Data held in a dataset —
[Start]

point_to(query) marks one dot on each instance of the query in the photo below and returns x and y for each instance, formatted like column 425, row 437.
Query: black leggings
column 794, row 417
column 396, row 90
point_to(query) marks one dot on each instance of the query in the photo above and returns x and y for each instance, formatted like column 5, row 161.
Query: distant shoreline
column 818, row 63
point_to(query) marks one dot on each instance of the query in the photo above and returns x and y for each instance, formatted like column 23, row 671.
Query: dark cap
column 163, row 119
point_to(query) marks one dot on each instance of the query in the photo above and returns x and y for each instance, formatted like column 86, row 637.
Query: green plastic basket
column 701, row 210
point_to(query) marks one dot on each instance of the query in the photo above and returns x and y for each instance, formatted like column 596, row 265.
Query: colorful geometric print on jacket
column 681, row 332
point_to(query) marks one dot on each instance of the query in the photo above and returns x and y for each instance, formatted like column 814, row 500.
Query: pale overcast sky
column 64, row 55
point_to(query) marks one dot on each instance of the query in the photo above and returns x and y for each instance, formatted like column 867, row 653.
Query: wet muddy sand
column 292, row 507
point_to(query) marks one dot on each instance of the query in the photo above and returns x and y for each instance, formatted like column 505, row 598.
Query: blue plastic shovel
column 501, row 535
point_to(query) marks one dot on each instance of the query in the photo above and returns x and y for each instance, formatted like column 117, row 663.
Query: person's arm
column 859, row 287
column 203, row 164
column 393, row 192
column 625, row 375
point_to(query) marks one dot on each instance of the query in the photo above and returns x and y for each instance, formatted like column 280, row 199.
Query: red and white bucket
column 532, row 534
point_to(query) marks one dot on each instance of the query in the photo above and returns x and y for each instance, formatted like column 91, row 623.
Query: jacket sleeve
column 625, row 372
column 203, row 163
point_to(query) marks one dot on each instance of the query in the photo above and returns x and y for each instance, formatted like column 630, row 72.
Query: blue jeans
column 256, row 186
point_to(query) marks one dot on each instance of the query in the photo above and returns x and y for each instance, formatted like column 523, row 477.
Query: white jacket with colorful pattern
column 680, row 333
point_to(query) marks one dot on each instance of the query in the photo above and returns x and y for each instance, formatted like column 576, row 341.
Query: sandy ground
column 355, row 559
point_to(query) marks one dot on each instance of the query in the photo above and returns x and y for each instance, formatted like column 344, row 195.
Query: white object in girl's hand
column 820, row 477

[End]

What is expected — Output the data above without any changes, starting at its first line and ending at the line that contains "column 818, row 63", with that line included.

Answer for this exercise —
point_to(query) marks one dot on each instance of the query in the photo below and returns x and y for each instance, formatted like column 425, row 437.
Query: black leggings
column 794, row 417
column 396, row 90
point_to(query) marks one dot on each instance of the query in the photo above and returns x and y for each instance, formatted like column 5, row 161.
Query: distant shoreline
column 818, row 63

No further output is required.